**SET PROBLEM:**
Can you give the listing below again with "rock" switched to "boulder" and everything else left the same? Leave the pictures out of your answer.

**DATA TO USE:**

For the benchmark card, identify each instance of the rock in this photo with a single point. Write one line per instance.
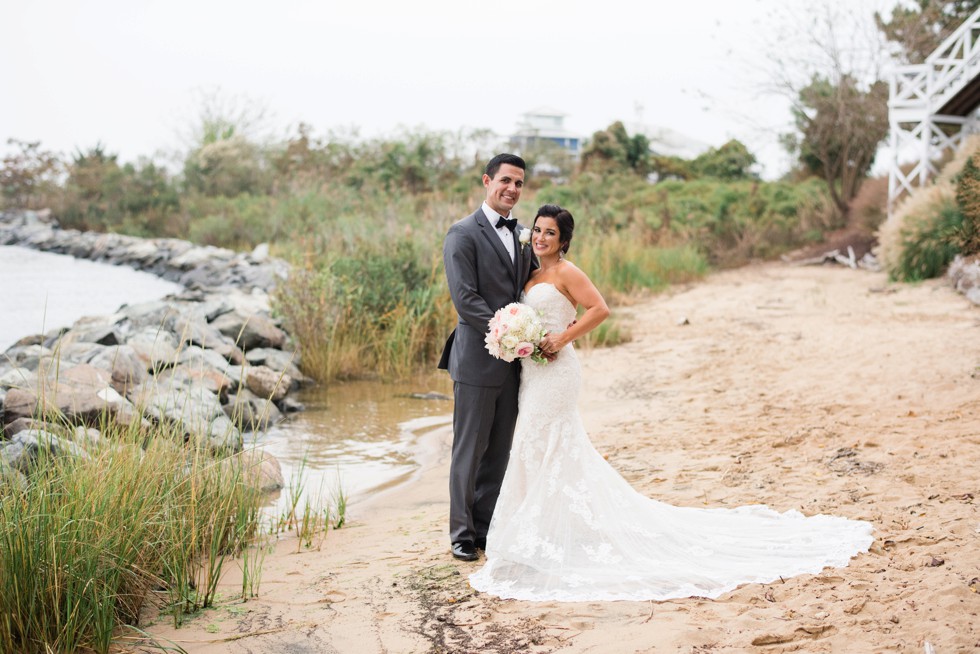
(223, 436)
(251, 413)
(26, 356)
(964, 273)
(267, 383)
(204, 359)
(156, 348)
(289, 405)
(80, 394)
(23, 424)
(262, 470)
(260, 253)
(192, 409)
(17, 404)
(101, 334)
(125, 366)
(190, 375)
(279, 361)
(204, 335)
(253, 331)
(17, 378)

**THE SOLUTION:**
For the benchmark card, identify each instance of the boulder in this photo with a single point. Write one line per instance.
(223, 436)
(251, 413)
(26, 356)
(964, 273)
(267, 383)
(204, 359)
(156, 348)
(289, 405)
(80, 394)
(23, 424)
(262, 470)
(260, 253)
(192, 409)
(17, 404)
(101, 334)
(125, 366)
(190, 375)
(279, 361)
(204, 335)
(253, 331)
(17, 378)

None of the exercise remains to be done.